> [The task]:
Retype the listing that follows, leaving nothing out.

______

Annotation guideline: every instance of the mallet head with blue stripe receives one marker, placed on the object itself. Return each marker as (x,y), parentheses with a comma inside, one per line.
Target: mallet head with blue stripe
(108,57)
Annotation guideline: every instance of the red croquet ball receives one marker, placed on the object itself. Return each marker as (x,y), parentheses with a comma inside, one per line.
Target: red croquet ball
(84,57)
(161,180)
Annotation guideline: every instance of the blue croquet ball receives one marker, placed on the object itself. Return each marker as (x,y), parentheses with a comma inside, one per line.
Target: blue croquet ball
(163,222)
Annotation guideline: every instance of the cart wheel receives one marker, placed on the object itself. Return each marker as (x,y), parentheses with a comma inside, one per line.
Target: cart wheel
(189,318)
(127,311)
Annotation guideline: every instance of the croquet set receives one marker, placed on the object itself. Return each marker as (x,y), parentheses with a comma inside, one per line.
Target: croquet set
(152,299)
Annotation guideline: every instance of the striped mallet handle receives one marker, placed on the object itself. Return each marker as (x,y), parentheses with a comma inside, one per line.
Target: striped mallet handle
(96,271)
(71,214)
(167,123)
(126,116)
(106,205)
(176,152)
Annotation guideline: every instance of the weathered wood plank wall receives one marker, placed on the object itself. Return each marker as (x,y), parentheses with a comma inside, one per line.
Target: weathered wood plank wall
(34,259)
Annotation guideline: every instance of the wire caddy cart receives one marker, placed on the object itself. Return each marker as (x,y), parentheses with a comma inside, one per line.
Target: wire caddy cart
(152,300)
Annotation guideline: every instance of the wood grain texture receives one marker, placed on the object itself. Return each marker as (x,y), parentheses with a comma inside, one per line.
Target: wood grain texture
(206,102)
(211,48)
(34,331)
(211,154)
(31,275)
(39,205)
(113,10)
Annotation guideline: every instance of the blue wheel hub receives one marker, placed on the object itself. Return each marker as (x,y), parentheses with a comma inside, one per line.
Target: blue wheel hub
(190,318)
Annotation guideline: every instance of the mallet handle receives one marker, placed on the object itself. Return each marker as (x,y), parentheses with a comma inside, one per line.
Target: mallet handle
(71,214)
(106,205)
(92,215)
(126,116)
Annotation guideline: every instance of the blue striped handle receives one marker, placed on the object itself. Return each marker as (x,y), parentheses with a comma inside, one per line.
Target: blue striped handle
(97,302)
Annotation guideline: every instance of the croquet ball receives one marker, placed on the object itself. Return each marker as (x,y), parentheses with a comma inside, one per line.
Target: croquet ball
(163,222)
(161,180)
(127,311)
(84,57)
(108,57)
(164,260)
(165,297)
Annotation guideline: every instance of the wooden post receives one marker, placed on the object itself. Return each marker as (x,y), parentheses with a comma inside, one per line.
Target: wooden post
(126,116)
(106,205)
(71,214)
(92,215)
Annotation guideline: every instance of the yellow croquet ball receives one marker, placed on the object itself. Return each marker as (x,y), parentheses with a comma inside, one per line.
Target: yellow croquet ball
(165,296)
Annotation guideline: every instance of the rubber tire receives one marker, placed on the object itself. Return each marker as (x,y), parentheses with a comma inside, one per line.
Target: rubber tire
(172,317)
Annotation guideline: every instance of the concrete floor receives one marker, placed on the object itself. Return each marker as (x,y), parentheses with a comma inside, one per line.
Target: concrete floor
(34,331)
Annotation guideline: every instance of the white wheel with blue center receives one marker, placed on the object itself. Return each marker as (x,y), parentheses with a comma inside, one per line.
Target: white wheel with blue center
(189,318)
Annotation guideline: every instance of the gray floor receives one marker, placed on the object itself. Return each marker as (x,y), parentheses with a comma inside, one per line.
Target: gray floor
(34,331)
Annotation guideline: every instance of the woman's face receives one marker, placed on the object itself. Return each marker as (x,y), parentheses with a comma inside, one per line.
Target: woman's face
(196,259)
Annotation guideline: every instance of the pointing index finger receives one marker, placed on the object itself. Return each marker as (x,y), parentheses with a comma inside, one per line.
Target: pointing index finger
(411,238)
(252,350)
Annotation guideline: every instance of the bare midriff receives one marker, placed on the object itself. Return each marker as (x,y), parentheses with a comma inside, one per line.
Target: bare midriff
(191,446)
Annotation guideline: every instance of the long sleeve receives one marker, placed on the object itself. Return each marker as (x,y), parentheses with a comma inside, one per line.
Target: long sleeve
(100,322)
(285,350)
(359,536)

______

> [Your solution]:
Annotation guideline: every instance of the mallet head with blue stripe receives one marker, placed on the object itself. Return each marker as (x,y), parentheses with a comma inside, one per line.
Target: mallet head with blue stripe
(108,57)
Annotation guideline: every instance of the red croquet ball receives one marker, placed on the object itself. Return each marker as (x,y), parentheses with a comma inside, one per line.
Target: red croquet ball
(84,57)
(161,180)
Annotation guideline: every instance of the blue croquet ball receives one marker, placed on the object itself. Return each marker as (x,y), parentheses with a comma inside, one per line.
Target: blue croquet ball
(163,222)
Annotation guideline: every instance of the cart wheel receives one marker, placed on the object itself. Return each marker as (x,y), parentheses with a comma inside, one per line.
Target: cart wheel
(189,318)
(127,311)
Annotation guideline: every instance of the croquet set receives one marker, placed on the object itself. Return each marker as (x,y), parentheses with a comma inside, one per line.
Target: croquet set
(152,299)
Annotation guideline: every instance of the striped mallet handle receives one marker, placed on the object itself. Return each marker as (x,y), parentheses with a comma inside, one per line.
Target: striped mallet handle
(96,271)
(71,214)
(167,123)
(126,116)
(106,205)
(176,152)
Annotation guideline: every instance of the weathered wood plank wall receives one marker, placed on the object itself. Return each marker as (x,y), parentheses with a comma inside, one per line.
Target: weathered wood plank wall
(34,259)
Annotation guideline: every instance of the wire caddy cart receives one marker, placed on the object itself. Return each marker as (x,y), parentheses with a comma inside, one per line.
Target: wire caddy cart
(152,300)
Annotation guideline: every instance of the wood grain texture receives one marker, placed on the object itself. Return each marker as (x,y), parentheses with a comma inside, one per line.
Target: wood grain texture
(206,102)
(211,48)
(34,331)
(211,154)
(31,275)
(39,205)
(113,10)
Annotation guideline: every instance of the blue wheel hub receives one marker, placed on the object itself. Return each marker as (x,y), parentheses with a comma inside, one per line.
Target: blue wheel hub
(190,318)
Annotation guideline: every instance of the mallet handle receives one marker, placed on the object itself. Return each marker as (x,y), parentheses with a comma inside, one per line.
Target: mallet handle
(71,214)
(106,205)
(92,215)
(126,116)
Annotation guideline: every instance of the blue striped handle receives one marker, placed on the object itself. Return each marker as (x,y), parentheses with a comma inside, one per line.
Target: blue striped handle
(97,302)
Annotation guideline: every instance of the croquet ball receives one marker, placed on the object itself. Return each marker as (x,y), parentheses with a comma inside, one per line.
Target: croquet ball
(163,222)
(161,180)
(127,311)
(84,57)
(108,57)
(164,260)
(165,297)
Annotation guideline: every instance of the wooden post receives one marker, placed on the object itself. Return each marker as (x,y), parentheses with a comma inside, one per line.
Target: wooden post
(126,116)
(106,205)
(71,214)
(92,215)
Annotation guideline: every instance of the yellow croquet ball receives one marker, placed on the object itself. Return each marker as (x,y), parentheses with a comma inside, one per line.
Target: yellow croquet ball
(165,296)
Annotation guideline: every instance of the rubber tire receives one marker, placed on the object itself. Return each marker as (x,y), parentheses with a comma inside, one per line.
Target: rubber tire
(172,317)
Annotation guideline: every instance of the concrete floor receives one marker, placed on the object itself. Return each marker as (x,y), parentheses with a comma inside, one per line.
Target: concrete floor
(34,331)
Annotation guideline: every instance of the white wheel with blue center receives one marker, placed on the object itself. Return each marker as (x,y), parentheses with a comma inside, one per line.
Target: white wheel with blue center
(189,318)
Annotation guideline: every instance of the gray floor receives one marker, placed on the object itself. Return each marker as (x,y), parentheses with a comma inside, one per line.
Target: gray floor
(34,331)
Annotation guideline: every instance of the woman's face receives one marker, placed on the object itself. Return each marker as (x,y), parentheses with a comma inside, one per line.
Target: woman's face
(196,259)
Annotation guideline: every instance of the pointing index finger receives one marker, placed on the object itself. Return each marker as (x,y), parentheses with a comma inside, one per line.
Target: pointing index finger
(411,238)
(252,350)
Annotation guideline: every instance of the bare midriff receives one marker, placed on the object itself. Return each marker as (x,y), parentheses with a comma inside, one per line.
Target: bare midriff
(191,446)
Annotation guideline: every instance of the long sleeve receives one marker, placed on the object itself. Return each marker as (x,y), parentheses with a comma inside, one per line.
Target: long sleeve
(100,322)
(285,350)
(359,536)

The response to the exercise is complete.